**Work required**
Locate the line containing "of the tracery" in the material below; repeat it and every line after it, exactly as written.
── Exercise input
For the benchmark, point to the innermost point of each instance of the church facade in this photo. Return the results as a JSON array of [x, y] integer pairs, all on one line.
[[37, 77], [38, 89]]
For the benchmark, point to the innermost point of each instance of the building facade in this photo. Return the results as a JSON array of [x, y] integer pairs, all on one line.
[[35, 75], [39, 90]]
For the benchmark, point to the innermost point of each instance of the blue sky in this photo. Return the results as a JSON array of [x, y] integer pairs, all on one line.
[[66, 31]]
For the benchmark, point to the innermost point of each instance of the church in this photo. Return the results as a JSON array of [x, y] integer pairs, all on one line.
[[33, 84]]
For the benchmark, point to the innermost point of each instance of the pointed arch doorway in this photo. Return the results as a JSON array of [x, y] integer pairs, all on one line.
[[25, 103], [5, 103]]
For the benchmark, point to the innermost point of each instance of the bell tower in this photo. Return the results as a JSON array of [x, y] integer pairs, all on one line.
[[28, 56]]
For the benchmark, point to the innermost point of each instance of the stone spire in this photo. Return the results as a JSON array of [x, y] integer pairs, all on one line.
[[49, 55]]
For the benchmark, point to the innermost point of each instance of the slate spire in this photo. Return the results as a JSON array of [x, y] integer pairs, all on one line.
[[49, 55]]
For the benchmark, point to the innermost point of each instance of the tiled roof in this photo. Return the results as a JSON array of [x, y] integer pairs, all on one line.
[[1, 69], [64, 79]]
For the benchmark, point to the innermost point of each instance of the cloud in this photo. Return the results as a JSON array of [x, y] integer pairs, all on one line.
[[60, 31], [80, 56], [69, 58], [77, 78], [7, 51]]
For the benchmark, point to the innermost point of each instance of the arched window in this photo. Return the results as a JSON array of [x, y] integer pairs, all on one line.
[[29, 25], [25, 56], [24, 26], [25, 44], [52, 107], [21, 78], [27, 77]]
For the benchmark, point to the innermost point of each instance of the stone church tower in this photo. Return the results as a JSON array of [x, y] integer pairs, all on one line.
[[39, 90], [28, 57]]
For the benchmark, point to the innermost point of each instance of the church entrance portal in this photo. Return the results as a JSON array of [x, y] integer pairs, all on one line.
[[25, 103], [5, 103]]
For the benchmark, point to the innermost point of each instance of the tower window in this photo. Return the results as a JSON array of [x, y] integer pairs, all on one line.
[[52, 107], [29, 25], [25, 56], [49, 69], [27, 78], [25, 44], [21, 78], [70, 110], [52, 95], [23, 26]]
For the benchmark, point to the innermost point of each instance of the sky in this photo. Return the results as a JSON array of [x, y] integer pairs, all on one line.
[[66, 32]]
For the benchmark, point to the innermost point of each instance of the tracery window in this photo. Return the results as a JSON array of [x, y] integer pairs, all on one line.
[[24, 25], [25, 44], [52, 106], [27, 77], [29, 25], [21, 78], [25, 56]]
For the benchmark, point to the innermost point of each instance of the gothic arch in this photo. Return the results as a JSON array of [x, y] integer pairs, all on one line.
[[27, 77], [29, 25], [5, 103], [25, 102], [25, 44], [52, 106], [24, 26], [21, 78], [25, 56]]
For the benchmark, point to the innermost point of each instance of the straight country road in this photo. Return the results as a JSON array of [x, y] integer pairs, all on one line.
────
**Solution to this task**
For the benchmark, point to the innermost point of each instance of the tracery window in this photo. Return the results as a JSON array of [x, y] integer pairs, all on one line.
[[24, 25], [25, 44], [52, 106], [27, 77], [29, 25], [21, 78], [25, 56]]
For the benchmark, point to the innermost point of each instance of the gothic arch in this photo. Return the results as a JSON array of [x, y] integer pairs, all on one line.
[[27, 77], [29, 25], [5, 103], [25, 102], [25, 44], [52, 106], [24, 26], [21, 78], [25, 56]]
For the benchmark, point to the innermost point of each instance of the straight country road in this photo. Return the results as a JSON array of [x, y] integer pairs, all on one line.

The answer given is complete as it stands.